* [DATA UNDER STUDY]:
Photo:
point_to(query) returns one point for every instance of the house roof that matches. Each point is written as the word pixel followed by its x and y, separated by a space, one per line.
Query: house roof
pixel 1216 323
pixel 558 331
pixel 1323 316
==
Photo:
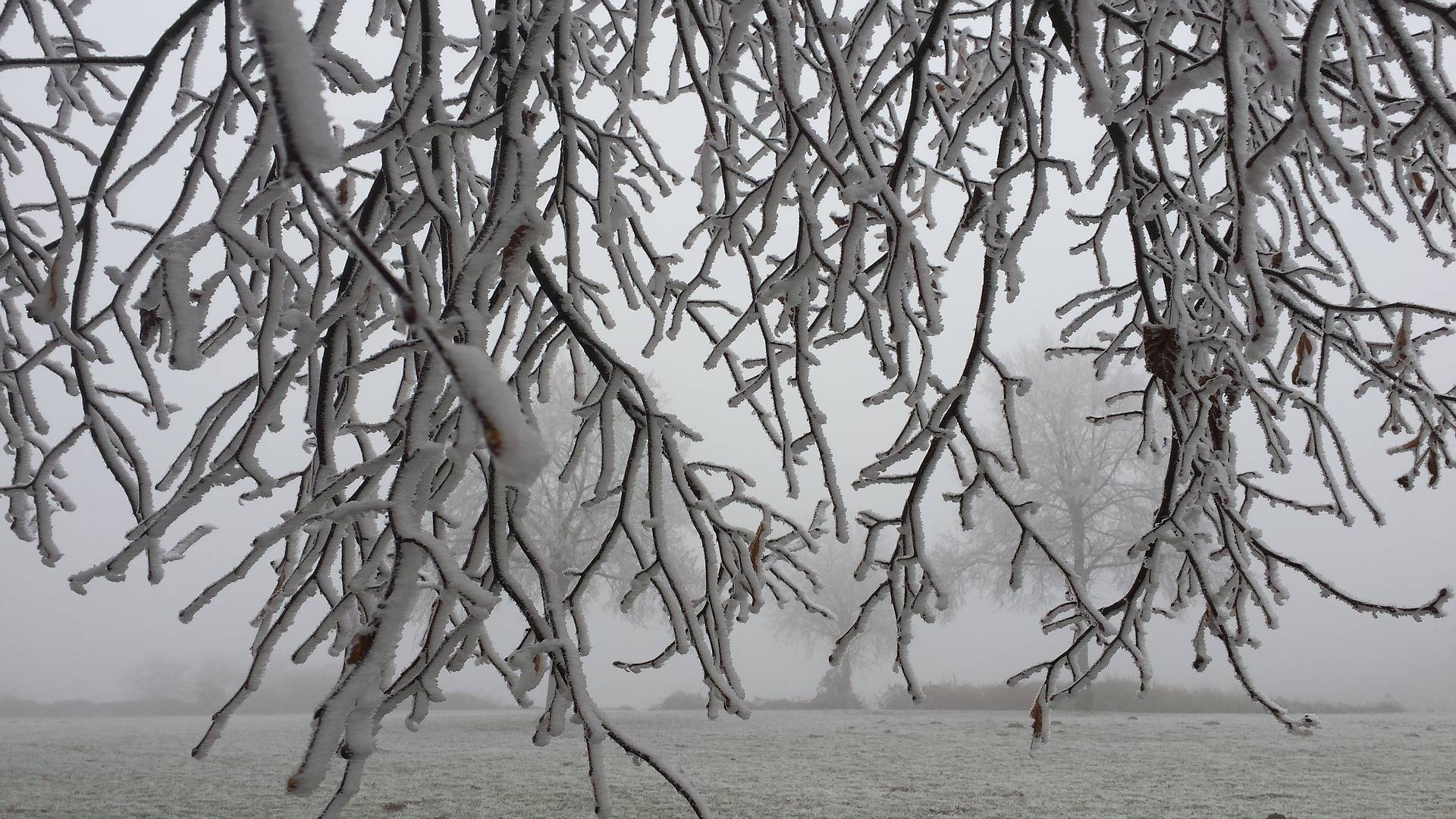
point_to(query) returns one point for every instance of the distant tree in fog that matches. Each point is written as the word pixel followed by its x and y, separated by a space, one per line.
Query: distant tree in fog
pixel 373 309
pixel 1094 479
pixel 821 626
...
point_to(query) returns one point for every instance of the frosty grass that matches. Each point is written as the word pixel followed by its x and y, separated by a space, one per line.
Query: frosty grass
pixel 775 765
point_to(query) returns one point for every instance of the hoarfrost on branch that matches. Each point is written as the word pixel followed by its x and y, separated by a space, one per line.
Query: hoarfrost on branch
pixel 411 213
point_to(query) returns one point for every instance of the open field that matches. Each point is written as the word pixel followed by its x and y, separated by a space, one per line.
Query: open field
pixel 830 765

* [TASK TO CARRY OUT]:
Scan the material above for the string "word" and copy every line that has it.

* [RESPONSE FOR THIS EXERCISE]:
point_to(query) returns one point for every instance of the house roof that matches. Each point is written as the word pixel followed by its x and y, separated by a space, one per line.
point_to(query) returns one point for every instance of the distant tree in fog that matches. Each point is written as the word pixel followed by its x and y, separated by a space, one per line.
point_to(query) returns one point for every instance of the frosty grass that matches. Each point is written as the word pixel followed by its x and y, separated by a space, one per line.
point_to(query) returns one point for every instance of the hoarfrost on branch that matches. Each point is written as the word pixel followed by its x and y, separated by a space, one per line.
point_to(query) returns one point for every instance of the open field that matches. Each point is written as the word pixel followed by its x and y, separated by a space, one per line.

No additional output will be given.